Data excerpts

────────────────────────────────────────

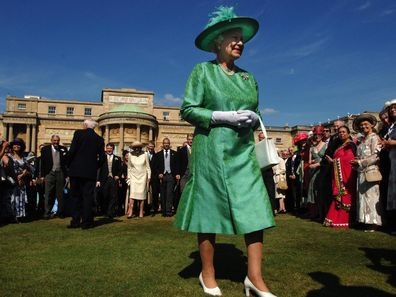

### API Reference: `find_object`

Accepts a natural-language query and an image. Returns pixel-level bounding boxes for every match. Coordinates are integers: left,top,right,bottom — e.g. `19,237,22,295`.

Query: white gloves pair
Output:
211,110,259,128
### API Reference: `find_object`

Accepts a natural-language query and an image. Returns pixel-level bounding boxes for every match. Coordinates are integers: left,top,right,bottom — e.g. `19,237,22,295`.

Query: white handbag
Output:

────────────────────────────────────────

◆ **About this exercise**
Repeat the data word for word. Skip the pictures.

◆ **Answer section**
### API Reference: `find_object`

Accepts a natural-language query and an image. Returns pixel-level bounding boxes for every match. Coordinates are integers: left,top,right,bottom — e.g. `19,237,22,295`.

Query: white gloves pair
Output:
211,110,259,128
### API Reference: `find_object`

Accepts a natural-language query and an image. Returns pixel-level bounding boxes for every match. Coordinates are integers: left,top,right,bottom — e.g. `19,237,22,295`.

Query: white handbag
Output:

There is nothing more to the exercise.